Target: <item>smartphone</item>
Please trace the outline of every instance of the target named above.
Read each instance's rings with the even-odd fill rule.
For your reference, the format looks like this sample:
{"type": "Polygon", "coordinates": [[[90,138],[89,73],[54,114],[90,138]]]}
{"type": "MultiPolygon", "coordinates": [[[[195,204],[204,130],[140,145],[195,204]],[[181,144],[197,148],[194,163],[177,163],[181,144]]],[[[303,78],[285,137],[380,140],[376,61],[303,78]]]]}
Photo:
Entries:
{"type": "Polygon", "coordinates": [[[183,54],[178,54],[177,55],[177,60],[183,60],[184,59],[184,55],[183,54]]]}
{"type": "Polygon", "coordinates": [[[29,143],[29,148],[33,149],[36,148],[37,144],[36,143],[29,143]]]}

= = = = = = =

WORK TO COMPLETE
Rewrite all of the data above, replacing "smartphone" with "mobile phone" and leaving everything else unchanged.

COMPLETED EXERCISE
Target: <item>mobile phone</item>
Please trace the outline of every instance of the target named above.
Read each instance's rings with the even-odd fill rule.
For your reference, the format looks like this sample:
{"type": "Polygon", "coordinates": [[[90,138],[89,73],[54,114],[90,138]]]}
{"type": "MultiPolygon", "coordinates": [[[[195,204],[204,130],[140,145],[195,204]],[[181,144],[197,148],[194,163],[177,163],[181,144]]],[[[303,78],[285,137],[380,140],[376,61],[303,78]]]]}
Photo:
Entries:
{"type": "Polygon", "coordinates": [[[183,54],[178,54],[177,55],[177,60],[183,60],[184,59],[184,55],[183,54]]]}
{"type": "Polygon", "coordinates": [[[29,143],[29,148],[33,149],[36,148],[37,144],[36,143],[29,143]]]}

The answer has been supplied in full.